● **Document section**:
☆ ☆ ☆

Just found a very good video of testing a table-top gantry router cutting mild steel.

YouTuber named "Breaking Taps" used speeds and feeds generated by HSMAdvisor to get a starting point.

To see where exactly he was in the calculations I decided to reproduce all of cuts in HSMAdvisor.

A couple of assumptions i made:

1. Tool Type: Solid End Mill. It is not recommended to use the HP/Roughing tool type on such light machines, so i assumed this is the tool BT used.
2. Tool Stick-out looked like about 3/4" so I used that number.
3. Material was set to A36 Hot rolled steel.

Test 1) Minute 4:52

Good, slow and very safe starting point.

Test 2) Minute 6:20

Twice as aggressive as before, but we can still push it further.

Test 3) Minute 7:10

Here we can see the lack of machine rigidity starting to show. But at 65% feed rate it is still alive.

Test 4) Minute 8:30

This last test did not go well at all.

The machine has finally hit its limit and the endmill broke at all S&F overrides at about 100%

Was this fault of the software? Not really!

If that were a heavier machine, the last cut would not even be considered that difficult.

☆ ☆ ☆

● **Record extracts**:
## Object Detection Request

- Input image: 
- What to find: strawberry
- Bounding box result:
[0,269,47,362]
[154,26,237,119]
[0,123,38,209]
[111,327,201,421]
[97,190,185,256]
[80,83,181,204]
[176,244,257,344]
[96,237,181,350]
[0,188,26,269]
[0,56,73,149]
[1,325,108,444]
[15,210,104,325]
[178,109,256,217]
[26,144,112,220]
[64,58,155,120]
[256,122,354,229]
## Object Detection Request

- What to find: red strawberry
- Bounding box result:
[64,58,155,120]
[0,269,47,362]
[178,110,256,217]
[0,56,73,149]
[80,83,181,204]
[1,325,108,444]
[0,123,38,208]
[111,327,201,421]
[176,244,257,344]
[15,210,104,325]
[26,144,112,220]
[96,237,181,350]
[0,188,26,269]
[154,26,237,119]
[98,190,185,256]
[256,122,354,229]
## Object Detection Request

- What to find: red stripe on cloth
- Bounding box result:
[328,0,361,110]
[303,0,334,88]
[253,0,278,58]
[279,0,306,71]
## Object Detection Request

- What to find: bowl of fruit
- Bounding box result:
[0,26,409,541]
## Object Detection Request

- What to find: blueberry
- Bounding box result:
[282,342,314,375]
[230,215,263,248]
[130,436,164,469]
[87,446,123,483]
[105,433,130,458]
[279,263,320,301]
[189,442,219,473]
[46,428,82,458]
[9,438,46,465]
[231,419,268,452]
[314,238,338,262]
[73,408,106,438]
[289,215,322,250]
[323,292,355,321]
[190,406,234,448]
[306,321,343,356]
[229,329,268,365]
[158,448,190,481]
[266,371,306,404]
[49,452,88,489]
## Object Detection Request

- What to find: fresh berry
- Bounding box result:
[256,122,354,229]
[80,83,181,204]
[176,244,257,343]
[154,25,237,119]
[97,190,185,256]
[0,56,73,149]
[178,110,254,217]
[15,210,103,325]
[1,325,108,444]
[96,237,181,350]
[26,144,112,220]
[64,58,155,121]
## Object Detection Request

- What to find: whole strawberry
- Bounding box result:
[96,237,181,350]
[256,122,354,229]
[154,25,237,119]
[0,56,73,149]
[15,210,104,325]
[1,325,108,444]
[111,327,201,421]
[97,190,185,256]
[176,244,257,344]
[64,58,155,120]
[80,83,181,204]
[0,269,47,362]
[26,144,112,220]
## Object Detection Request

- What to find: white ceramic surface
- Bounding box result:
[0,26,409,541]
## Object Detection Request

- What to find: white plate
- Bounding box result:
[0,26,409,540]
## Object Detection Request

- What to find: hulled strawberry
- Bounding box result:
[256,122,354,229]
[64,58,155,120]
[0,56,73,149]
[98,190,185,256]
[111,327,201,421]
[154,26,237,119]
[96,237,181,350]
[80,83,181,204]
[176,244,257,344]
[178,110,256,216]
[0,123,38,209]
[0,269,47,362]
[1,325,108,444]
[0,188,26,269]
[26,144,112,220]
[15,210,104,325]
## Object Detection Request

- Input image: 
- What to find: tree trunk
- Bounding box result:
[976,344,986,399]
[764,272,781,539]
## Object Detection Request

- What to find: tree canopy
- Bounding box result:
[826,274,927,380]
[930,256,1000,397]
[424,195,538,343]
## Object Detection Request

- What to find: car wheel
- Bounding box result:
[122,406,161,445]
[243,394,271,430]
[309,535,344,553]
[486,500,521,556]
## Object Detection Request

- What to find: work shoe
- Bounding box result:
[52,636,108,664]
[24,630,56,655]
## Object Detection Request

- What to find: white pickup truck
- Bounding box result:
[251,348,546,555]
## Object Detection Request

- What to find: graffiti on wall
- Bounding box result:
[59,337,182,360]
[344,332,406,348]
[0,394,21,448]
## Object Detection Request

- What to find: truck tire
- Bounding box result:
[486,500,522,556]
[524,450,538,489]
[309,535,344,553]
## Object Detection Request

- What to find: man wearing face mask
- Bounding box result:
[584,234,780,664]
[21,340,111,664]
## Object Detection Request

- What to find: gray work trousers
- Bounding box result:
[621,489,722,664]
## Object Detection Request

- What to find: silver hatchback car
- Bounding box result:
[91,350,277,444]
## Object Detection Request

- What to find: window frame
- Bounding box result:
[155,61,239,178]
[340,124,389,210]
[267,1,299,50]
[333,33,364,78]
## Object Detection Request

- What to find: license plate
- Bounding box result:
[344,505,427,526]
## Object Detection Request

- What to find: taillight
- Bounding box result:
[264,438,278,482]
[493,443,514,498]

☆ ☆ ☆

Reproduce the post from "A couple of" to "push it further.", substituting "Tool Overhang" for "Tool Stick-out". Rely only on the post itself.

A couple of assumptions i made:

1. Tool Type: Solid End Mill. It is not recommended to use the HP/Roughing tool type on such light machines, so i assumed this is the tool BT used.
2. Tool Overhang looked like about 3/4" so I used that number.
3. Material was set to A36 Hot rolled steel.

Test 1) Minute 4:52

Good, slow and very safe starting point.

Test 2) Minute 6:20

Twice as aggressive as before, but we can still push it further.